◆ TASK MATERIAL:
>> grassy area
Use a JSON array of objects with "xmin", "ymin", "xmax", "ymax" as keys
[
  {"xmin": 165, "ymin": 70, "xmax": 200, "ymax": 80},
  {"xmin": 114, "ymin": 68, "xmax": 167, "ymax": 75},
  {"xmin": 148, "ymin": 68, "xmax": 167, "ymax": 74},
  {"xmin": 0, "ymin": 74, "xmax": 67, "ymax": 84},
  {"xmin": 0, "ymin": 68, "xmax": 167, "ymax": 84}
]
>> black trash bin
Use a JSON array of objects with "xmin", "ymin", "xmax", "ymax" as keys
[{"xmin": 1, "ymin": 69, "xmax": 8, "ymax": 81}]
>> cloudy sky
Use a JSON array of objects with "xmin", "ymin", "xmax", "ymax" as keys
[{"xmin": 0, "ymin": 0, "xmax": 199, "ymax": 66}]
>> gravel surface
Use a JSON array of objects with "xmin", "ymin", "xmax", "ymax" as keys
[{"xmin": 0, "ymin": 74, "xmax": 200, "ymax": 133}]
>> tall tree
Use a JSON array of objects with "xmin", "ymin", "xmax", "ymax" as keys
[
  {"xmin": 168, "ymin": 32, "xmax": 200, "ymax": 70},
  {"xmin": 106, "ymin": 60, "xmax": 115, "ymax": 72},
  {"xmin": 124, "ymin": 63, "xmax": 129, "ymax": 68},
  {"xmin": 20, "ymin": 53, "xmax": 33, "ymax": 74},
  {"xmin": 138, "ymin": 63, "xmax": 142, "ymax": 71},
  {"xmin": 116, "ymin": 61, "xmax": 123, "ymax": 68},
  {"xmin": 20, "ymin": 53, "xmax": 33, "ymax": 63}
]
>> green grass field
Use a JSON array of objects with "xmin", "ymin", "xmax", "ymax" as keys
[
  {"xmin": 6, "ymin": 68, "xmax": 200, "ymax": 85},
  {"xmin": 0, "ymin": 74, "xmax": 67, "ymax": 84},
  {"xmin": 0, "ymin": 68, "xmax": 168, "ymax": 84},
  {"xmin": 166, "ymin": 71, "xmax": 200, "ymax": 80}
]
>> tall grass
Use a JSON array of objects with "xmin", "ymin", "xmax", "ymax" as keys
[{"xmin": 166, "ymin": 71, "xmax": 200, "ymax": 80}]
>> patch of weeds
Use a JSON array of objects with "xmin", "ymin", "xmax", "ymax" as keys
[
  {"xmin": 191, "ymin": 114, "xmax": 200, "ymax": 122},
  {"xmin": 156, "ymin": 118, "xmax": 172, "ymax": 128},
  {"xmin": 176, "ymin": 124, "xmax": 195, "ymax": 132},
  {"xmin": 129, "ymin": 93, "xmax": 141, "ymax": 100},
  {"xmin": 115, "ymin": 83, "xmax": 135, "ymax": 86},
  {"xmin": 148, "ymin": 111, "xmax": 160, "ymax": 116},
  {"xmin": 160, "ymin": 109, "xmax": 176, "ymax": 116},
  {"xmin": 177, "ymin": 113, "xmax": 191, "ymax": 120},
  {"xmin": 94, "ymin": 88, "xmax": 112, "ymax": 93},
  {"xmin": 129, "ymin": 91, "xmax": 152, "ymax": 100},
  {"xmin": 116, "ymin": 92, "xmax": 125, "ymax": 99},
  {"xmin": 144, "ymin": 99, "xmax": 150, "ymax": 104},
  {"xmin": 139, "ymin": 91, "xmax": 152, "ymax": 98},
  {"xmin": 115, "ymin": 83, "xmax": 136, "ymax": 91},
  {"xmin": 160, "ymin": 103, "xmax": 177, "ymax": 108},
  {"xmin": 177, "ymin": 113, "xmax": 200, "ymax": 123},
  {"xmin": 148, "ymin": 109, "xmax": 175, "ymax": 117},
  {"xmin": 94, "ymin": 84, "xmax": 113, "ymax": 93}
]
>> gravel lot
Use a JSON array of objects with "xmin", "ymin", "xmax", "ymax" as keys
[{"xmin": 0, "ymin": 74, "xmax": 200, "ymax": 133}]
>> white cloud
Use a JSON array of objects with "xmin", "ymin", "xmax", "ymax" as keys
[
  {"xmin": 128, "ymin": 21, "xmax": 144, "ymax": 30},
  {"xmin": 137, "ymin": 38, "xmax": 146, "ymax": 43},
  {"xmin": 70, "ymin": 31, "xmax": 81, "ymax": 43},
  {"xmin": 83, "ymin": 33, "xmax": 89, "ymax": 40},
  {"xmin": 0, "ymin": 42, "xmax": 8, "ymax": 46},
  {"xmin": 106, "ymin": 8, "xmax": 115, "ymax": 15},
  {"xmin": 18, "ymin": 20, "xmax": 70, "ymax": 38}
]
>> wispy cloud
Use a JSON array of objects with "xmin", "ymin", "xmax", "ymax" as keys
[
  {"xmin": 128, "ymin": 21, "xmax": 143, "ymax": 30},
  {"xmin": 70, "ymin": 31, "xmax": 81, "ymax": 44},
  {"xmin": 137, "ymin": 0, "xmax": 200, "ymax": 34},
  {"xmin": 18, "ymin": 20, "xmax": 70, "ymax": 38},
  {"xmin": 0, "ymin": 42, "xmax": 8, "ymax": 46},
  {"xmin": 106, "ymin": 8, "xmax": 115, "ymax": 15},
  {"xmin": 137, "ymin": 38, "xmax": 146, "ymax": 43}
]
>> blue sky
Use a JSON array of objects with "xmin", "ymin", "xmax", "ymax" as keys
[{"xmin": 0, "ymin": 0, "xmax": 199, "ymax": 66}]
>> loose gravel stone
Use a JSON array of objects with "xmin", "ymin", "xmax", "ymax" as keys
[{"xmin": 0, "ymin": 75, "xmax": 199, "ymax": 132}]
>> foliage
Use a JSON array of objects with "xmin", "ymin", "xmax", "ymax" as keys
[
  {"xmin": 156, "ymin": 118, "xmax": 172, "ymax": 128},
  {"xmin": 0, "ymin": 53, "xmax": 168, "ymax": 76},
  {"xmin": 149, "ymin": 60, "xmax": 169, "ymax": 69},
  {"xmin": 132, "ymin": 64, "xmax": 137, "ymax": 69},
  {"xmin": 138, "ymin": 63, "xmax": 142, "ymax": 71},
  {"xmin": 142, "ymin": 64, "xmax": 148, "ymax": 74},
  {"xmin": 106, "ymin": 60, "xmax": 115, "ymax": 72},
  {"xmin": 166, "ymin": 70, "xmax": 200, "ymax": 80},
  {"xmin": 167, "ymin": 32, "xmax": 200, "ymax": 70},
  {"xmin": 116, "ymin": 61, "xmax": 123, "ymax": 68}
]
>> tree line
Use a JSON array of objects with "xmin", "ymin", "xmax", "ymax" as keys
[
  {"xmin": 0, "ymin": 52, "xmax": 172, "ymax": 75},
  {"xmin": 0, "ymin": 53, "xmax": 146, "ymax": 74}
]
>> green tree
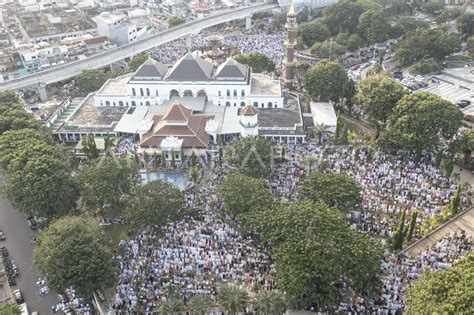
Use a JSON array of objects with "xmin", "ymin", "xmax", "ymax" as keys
[
  {"xmin": 444, "ymin": 159, "xmax": 455, "ymax": 177},
  {"xmin": 452, "ymin": 128, "xmax": 474, "ymax": 165},
  {"xmin": 456, "ymin": 13, "xmax": 474, "ymax": 36},
  {"xmin": 386, "ymin": 92, "xmax": 463, "ymax": 159},
  {"xmin": 467, "ymin": 36, "xmax": 474, "ymax": 58},
  {"xmin": 323, "ymin": 0, "xmax": 368, "ymax": 35},
  {"xmin": 168, "ymin": 16, "xmax": 185, "ymax": 27},
  {"xmin": 187, "ymin": 166, "xmax": 203, "ymax": 188},
  {"xmin": 358, "ymin": 9, "xmax": 389, "ymax": 44},
  {"xmin": 393, "ymin": 17, "xmax": 429, "ymax": 37},
  {"xmin": 77, "ymin": 157, "xmax": 139, "ymax": 214},
  {"xmin": 312, "ymin": 123, "xmax": 330, "ymax": 144},
  {"xmin": 406, "ymin": 211, "xmax": 418, "ymax": 242},
  {"xmin": 225, "ymin": 136, "xmax": 274, "ymax": 178},
  {"xmin": 421, "ymin": 1, "xmax": 444, "ymax": 14},
  {"xmin": 218, "ymin": 172, "xmax": 274, "ymax": 217},
  {"xmin": 75, "ymin": 69, "xmax": 118, "ymax": 94},
  {"xmin": 0, "ymin": 303, "xmax": 21, "ymax": 315},
  {"xmin": 0, "ymin": 91, "xmax": 19, "ymax": 103},
  {"xmin": 391, "ymin": 209, "xmax": 406, "ymax": 251},
  {"xmin": 81, "ymin": 134, "xmax": 99, "ymax": 160},
  {"xmin": 301, "ymin": 172, "xmax": 362, "ymax": 212},
  {"xmin": 189, "ymin": 294, "xmax": 214, "ymax": 315},
  {"xmin": 217, "ymin": 284, "xmax": 249, "ymax": 315},
  {"xmin": 0, "ymin": 128, "xmax": 51, "ymax": 168},
  {"xmin": 437, "ymin": 7, "xmax": 465, "ymax": 23},
  {"xmin": 293, "ymin": 60, "xmax": 311, "ymax": 90},
  {"xmin": 124, "ymin": 179, "xmax": 183, "ymax": 227},
  {"xmin": 0, "ymin": 102, "xmax": 43, "ymax": 135},
  {"xmin": 253, "ymin": 291, "xmax": 287, "ymax": 315},
  {"xmin": 298, "ymin": 21, "xmax": 330, "ymax": 47},
  {"xmin": 304, "ymin": 61, "xmax": 350, "ymax": 104},
  {"xmin": 233, "ymin": 52, "xmax": 275, "ymax": 73},
  {"xmin": 335, "ymin": 33, "xmax": 362, "ymax": 51},
  {"xmin": 310, "ymin": 40, "xmax": 346, "ymax": 59},
  {"xmin": 404, "ymin": 254, "xmax": 474, "ymax": 314},
  {"xmin": 33, "ymin": 216, "xmax": 116, "ymax": 298},
  {"xmin": 128, "ymin": 53, "xmax": 150, "ymax": 71},
  {"xmin": 249, "ymin": 201, "xmax": 382, "ymax": 309},
  {"xmin": 450, "ymin": 185, "xmax": 462, "ymax": 215},
  {"xmin": 104, "ymin": 134, "xmax": 116, "ymax": 156},
  {"xmin": 355, "ymin": 75, "xmax": 406, "ymax": 126},
  {"xmin": 4, "ymin": 143, "xmax": 78, "ymax": 218}
]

◆ ACTIVITY:
Please retype, with no changes, the lines that run from the first line of the entries to the line with "patch of weeds", both ends included.

◆ ANSWER FOR THE TASK:
>> grassy area
Use a JSON array of objects with "xmin", "ymin", "xmax", "ymax" as keys
[
  {"xmin": 165, "ymin": 70, "xmax": 200, "ymax": 80},
  {"xmin": 114, "ymin": 68, "xmax": 167, "ymax": 75},
  {"xmin": 148, "ymin": 68, "xmax": 167, "ymax": 74},
  {"xmin": 0, "ymin": 74, "xmax": 67, "ymax": 84},
  {"xmin": 0, "ymin": 68, "xmax": 167, "ymax": 84}
]
>> black trash bin
Use a JSON array of objects with "xmin", "ymin", "xmax", "ymax" as keys
[{"xmin": 1, "ymin": 69, "xmax": 8, "ymax": 81}]
>> cloudy sky
Use a JSON array of objects with "xmin", "ymin", "xmax", "ymax" as keys
[{"xmin": 0, "ymin": 0, "xmax": 199, "ymax": 66}]
>> gravel surface
Use a JSON array of objects with "xmin", "ymin", "xmax", "ymax" as keys
[{"xmin": 0, "ymin": 74, "xmax": 200, "ymax": 133}]
>> tall tree
Use a JSON array of objects with "xmin", "ymin", "xmax", "ymax" as keys
[
  {"xmin": 168, "ymin": 32, "xmax": 200, "ymax": 70},
  {"xmin": 106, "ymin": 60, "xmax": 115, "ymax": 72},
  {"xmin": 124, "ymin": 63, "xmax": 129, "ymax": 68},
  {"xmin": 20, "ymin": 53, "xmax": 33, "ymax": 74},
  {"xmin": 138, "ymin": 63, "xmax": 142, "ymax": 71},
  {"xmin": 116, "ymin": 61, "xmax": 123, "ymax": 68},
  {"xmin": 20, "ymin": 53, "xmax": 33, "ymax": 63}
]
>> green grass field
Use a JSON array of objects with "xmin", "ymin", "xmax", "ymax" as keys
[
  {"xmin": 6, "ymin": 68, "xmax": 200, "ymax": 85},
  {"xmin": 0, "ymin": 74, "xmax": 67, "ymax": 84},
  {"xmin": 0, "ymin": 68, "xmax": 168, "ymax": 84},
  {"xmin": 166, "ymin": 71, "xmax": 200, "ymax": 80}
]
>> tall grass
Use a JSON array of objects with "xmin", "ymin", "xmax", "ymax" as keys
[{"xmin": 166, "ymin": 71, "xmax": 200, "ymax": 80}]
>> patch of weeds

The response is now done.